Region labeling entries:

**********

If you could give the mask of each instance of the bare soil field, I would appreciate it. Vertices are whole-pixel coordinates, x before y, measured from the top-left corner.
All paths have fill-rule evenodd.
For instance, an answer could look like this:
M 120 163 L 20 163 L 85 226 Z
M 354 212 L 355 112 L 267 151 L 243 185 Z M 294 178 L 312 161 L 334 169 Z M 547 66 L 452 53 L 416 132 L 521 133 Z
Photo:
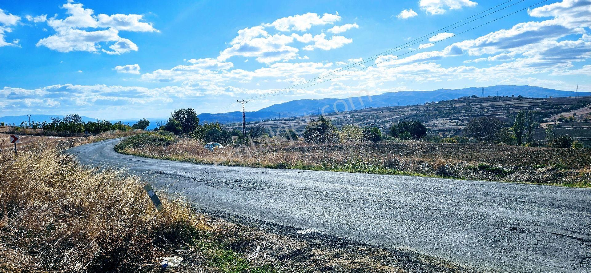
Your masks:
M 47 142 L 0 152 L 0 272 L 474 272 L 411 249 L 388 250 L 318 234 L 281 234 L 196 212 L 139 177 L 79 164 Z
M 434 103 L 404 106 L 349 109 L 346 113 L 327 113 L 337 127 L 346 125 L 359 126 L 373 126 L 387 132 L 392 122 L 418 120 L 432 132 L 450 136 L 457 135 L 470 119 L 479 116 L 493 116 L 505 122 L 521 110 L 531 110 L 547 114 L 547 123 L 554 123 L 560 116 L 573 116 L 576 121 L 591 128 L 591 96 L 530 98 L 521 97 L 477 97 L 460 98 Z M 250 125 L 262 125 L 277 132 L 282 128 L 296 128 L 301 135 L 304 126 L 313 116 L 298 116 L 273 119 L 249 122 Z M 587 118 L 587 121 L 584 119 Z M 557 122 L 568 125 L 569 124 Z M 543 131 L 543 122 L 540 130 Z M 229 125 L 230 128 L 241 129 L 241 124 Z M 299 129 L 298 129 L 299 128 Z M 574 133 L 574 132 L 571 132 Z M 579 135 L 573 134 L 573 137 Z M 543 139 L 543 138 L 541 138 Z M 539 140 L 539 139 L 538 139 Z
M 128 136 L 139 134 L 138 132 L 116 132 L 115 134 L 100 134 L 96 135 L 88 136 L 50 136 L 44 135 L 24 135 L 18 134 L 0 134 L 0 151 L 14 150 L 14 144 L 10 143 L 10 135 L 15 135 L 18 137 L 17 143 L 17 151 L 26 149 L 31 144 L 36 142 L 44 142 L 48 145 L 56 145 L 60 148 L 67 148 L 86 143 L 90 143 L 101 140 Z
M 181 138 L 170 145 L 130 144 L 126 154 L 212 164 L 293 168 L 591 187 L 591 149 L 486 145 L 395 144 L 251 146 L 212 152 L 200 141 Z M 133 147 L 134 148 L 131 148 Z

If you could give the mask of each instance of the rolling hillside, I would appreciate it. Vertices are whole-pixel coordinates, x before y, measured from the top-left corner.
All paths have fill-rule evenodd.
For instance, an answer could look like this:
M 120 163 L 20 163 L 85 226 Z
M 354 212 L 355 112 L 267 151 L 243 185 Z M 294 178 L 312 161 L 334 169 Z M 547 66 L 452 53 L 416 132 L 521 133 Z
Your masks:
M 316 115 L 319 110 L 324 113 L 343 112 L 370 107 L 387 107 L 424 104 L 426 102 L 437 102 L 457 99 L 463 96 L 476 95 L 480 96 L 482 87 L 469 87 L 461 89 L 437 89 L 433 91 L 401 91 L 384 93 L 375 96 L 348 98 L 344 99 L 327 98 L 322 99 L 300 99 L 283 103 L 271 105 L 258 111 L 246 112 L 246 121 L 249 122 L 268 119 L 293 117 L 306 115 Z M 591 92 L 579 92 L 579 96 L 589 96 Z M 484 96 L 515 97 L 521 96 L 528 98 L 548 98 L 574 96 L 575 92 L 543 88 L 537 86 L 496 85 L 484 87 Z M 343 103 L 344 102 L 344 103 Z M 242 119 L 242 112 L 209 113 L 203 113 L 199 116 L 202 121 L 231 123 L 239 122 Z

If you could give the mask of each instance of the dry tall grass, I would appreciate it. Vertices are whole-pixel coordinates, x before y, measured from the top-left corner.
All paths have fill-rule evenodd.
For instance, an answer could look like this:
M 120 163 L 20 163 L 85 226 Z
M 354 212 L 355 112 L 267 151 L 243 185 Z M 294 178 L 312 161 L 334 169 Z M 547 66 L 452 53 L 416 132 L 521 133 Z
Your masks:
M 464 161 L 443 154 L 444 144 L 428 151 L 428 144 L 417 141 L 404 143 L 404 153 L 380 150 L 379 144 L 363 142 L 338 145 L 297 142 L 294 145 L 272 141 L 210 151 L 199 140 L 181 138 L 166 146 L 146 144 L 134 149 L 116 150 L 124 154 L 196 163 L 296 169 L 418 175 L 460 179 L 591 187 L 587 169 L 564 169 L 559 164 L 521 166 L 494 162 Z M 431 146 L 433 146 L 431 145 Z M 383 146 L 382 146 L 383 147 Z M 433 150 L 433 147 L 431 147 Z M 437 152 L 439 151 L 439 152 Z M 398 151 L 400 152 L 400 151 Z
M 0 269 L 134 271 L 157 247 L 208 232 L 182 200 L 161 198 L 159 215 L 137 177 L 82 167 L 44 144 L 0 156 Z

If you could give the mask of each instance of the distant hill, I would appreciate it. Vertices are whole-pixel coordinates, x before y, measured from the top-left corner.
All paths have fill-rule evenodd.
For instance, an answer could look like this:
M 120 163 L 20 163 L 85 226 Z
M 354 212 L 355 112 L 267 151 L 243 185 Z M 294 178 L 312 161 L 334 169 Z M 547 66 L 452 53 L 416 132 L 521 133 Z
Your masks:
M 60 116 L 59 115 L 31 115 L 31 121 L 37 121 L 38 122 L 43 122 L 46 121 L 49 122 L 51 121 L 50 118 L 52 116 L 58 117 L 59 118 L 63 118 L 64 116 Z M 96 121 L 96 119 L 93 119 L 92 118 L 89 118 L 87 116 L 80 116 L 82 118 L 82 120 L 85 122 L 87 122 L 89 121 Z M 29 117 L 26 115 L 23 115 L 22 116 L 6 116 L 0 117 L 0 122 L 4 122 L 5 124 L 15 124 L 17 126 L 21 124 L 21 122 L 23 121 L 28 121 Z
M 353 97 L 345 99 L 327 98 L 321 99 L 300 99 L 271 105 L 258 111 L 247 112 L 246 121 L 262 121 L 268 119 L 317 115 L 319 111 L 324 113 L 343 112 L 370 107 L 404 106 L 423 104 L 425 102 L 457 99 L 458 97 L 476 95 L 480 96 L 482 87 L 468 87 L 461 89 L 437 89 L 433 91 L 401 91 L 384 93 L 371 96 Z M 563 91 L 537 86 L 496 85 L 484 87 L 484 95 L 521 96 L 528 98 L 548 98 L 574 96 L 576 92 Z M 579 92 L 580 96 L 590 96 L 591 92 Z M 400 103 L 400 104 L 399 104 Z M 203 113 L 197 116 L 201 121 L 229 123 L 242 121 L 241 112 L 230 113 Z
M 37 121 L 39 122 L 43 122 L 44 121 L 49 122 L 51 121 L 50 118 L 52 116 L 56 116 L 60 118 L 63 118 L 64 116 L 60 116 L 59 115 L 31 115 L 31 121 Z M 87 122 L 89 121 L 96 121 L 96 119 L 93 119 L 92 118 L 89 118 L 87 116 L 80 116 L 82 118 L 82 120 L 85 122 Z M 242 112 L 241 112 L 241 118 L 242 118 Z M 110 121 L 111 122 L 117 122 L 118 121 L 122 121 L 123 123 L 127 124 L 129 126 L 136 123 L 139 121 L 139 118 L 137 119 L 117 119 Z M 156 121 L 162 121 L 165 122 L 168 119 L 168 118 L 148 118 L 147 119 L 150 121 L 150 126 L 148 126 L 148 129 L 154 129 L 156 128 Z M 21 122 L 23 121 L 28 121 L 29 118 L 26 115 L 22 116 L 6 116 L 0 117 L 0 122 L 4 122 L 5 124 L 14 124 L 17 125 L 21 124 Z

**********

Goal
Copy out every line of the items above word for word, leaving out the pictures.

Solved problem
If you could give the mask of each instance of the bare soil field, I would appreciate it. Vertices are whole-pixel coordinates, x before y, measured from the top-left corner.
All paths have fill-rule evenodd.
For instance, an answer could look like this:
M 120 163 L 20 163 L 85 226 Z
M 354 212 L 355 112 L 267 151 L 243 185 Z M 294 178 L 312 161 L 334 169 Z M 547 66 L 452 53 L 416 132 L 521 133 Z
Photo:
Your masks:
M 47 142 L 0 152 L 0 272 L 474 272 L 411 249 L 388 250 L 318 234 L 281 234 L 196 212 L 139 177 L 79 164 Z
M 434 103 L 404 106 L 349 109 L 346 113 L 327 113 L 337 127 L 346 125 L 359 126 L 373 126 L 387 132 L 392 122 L 418 120 L 432 132 L 450 136 L 457 135 L 470 119 L 479 116 L 493 116 L 505 122 L 521 110 L 531 110 L 547 114 L 547 123 L 554 123 L 560 116 L 573 116 L 576 121 L 591 128 L 591 96 L 530 98 L 521 97 L 477 97 L 460 98 Z M 250 125 L 262 125 L 277 132 L 282 128 L 296 128 L 301 135 L 304 126 L 313 116 L 298 116 L 273 119 L 249 122 Z M 587 118 L 587 121 L 584 119 Z M 557 122 L 568 125 L 569 124 Z M 543 131 L 543 122 L 540 130 Z M 229 125 L 230 128 L 241 129 L 241 124 Z M 299 129 L 298 129 L 299 128 Z M 574 133 L 574 132 L 571 132 Z M 579 135 L 573 134 L 573 137 Z M 543 139 L 543 138 L 541 138 Z M 539 140 L 539 139 L 538 139 Z
M 128 136 L 139 134 L 138 132 L 116 132 L 115 134 L 100 134 L 96 135 L 88 136 L 50 136 L 44 135 L 24 135 L 18 134 L 0 134 L 0 151 L 14 150 L 14 144 L 10 143 L 10 135 L 15 135 L 18 137 L 17 143 L 17 151 L 26 149 L 31 144 L 36 142 L 44 142 L 48 145 L 56 145 L 60 148 L 67 148 L 86 143 L 90 143 L 101 140 Z
M 181 138 L 170 145 L 130 144 L 126 154 L 212 164 L 293 168 L 591 187 L 591 149 L 486 145 L 395 144 L 251 146 L 212 152 L 200 141 Z M 133 147 L 134 148 L 131 148 Z

If you could give the mask of each instance of the rolling hillside, I would appreciate it. Vertices are whole-pixel coordinates, x before y, measured from the top-left corner.
All paths have fill-rule evenodd.
For instance, an answer could look like this:
M 120 163 L 20 163 L 85 226 Z
M 354 212 L 355 112 L 267 151 L 243 185 Z M 294 178 L 312 161 L 334 169 Z M 547 66 L 452 53 L 416 132 L 521 133 Z
Your masks:
M 316 115 L 319 110 L 324 113 L 343 112 L 370 107 L 387 107 L 424 104 L 426 102 L 437 102 L 457 99 L 463 96 L 476 95 L 480 96 L 482 87 L 469 87 L 461 89 L 437 89 L 433 91 L 401 91 L 384 93 L 375 96 L 348 98 L 344 99 L 327 98 L 322 99 L 300 99 L 283 103 L 271 105 L 258 111 L 246 112 L 246 121 L 249 122 L 268 119 L 293 117 L 306 115 Z M 591 92 L 579 92 L 579 96 L 589 96 Z M 484 96 L 515 97 L 521 96 L 528 98 L 548 98 L 574 96 L 575 92 L 543 88 L 537 86 L 496 85 L 484 87 Z M 343 103 L 344 102 L 344 103 Z M 242 119 L 242 112 L 209 113 L 203 113 L 199 116 L 202 121 L 231 123 L 239 122 Z

If you could give the mask of each instance of the dry tall grass, I would appreciate it. Vertices are whole-pixel coordinates, x before y, measured from the top-left corner.
All paths have fill-rule evenodd.
For instance, an answer could look like this:
M 120 163 L 20 163 L 85 226 Z
M 354 212 L 355 112 L 267 151 L 243 185 Z M 294 178 L 312 161 L 334 169 Z M 547 66 L 452 53 L 416 132 L 521 133 Z
Your masks:
M 464 161 L 443 154 L 444 144 L 428 151 L 428 144 L 417 141 L 404 143 L 404 153 L 380 150 L 379 144 L 363 142 L 338 145 L 297 142 L 294 145 L 272 141 L 210 151 L 199 140 L 181 138 L 166 146 L 146 144 L 134 149 L 116 150 L 124 154 L 196 163 L 296 169 L 418 175 L 460 179 L 591 187 L 587 169 L 564 169 L 559 164 L 521 166 L 494 162 Z M 431 146 L 433 146 L 431 145 Z M 383 146 L 382 146 L 383 147 Z M 433 150 L 433 147 L 431 147 Z M 437 152 L 439 151 L 439 152 Z M 398 151 L 400 152 L 400 151 Z
M 0 269 L 134 271 L 157 247 L 208 232 L 182 200 L 161 198 L 159 215 L 137 177 L 82 167 L 44 144 L 0 156 Z

If you could give the mask of each instance of the distant hill, I would appreciate it. Vertices are whole-pixel coordinates, x before y, measured from the top-left corner.
All paths have fill-rule evenodd.
For instance, an answer could look like this:
M 120 163 L 20 163 L 85 226 Z
M 354 212 L 355 112 L 267 151 L 243 185 Z M 294 178 L 312 161 L 334 169 Z M 547 66 L 452 53 L 416 132 L 521 133 Z
Your masks:
M 60 116 L 59 115 L 31 115 L 31 121 L 37 121 L 38 122 L 43 122 L 46 121 L 49 122 L 51 121 L 50 118 L 52 116 L 58 117 L 59 118 L 63 118 L 64 116 Z M 96 121 L 96 119 L 93 119 L 92 118 L 89 118 L 87 116 L 80 116 L 82 118 L 82 120 L 85 122 L 87 122 L 89 121 Z M 29 117 L 26 115 L 23 115 L 22 116 L 6 116 L 0 117 L 0 122 L 4 122 L 5 124 L 15 124 L 17 126 L 21 124 L 21 122 L 23 121 L 28 121 Z
M 353 97 L 345 99 L 327 98 L 321 99 L 300 99 L 271 105 L 258 111 L 247 112 L 246 121 L 262 121 L 268 119 L 317 115 L 319 111 L 324 113 L 343 112 L 370 107 L 404 106 L 423 104 L 425 102 L 457 99 L 458 97 L 476 95 L 480 96 L 482 87 L 468 87 L 461 89 L 437 89 L 433 91 L 401 91 L 384 93 L 371 96 Z M 563 91 L 537 86 L 496 85 L 484 87 L 484 95 L 521 96 L 528 98 L 548 98 L 574 96 L 576 92 Z M 579 92 L 580 96 L 590 96 L 591 92 Z M 400 103 L 400 104 L 399 104 Z M 203 113 L 197 116 L 201 121 L 229 123 L 242 121 L 241 112 L 230 113 Z
M 37 121 L 39 122 L 43 122 L 44 121 L 49 122 L 51 121 L 50 118 L 52 116 L 56 116 L 60 118 L 63 118 L 64 116 L 60 116 L 59 115 L 31 115 L 31 121 Z M 87 122 L 89 121 L 96 121 L 96 119 L 93 119 L 92 118 L 89 118 L 87 116 L 80 116 L 82 118 L 82 120 L 85 122 Z M 242 112 L 241 112 L 241 118 L 242 118 Z M 110 121 L 111 122 L 117 122 L 118 121 L 122 121 L 123 123 L 127 124 L 129 126 L 136 123 L 139 121 L 139 118 L 137 119 L 117 119 Z M 156 121 L 162 121 L 165 122 L 168 119 L 168 118 L 148 118 L 147 119 L 150 121 L 150 126 L 148 126 L 148 129 L 154 129 L 156 128 Z M 21 122 L 23 121 L 28 121 L 29 118 L 26 115 L 22 116 L 6 116 L 0 117 L 0 122 L 4 122 L 5 124 L 14 124 L 17 125 L 21 124 Z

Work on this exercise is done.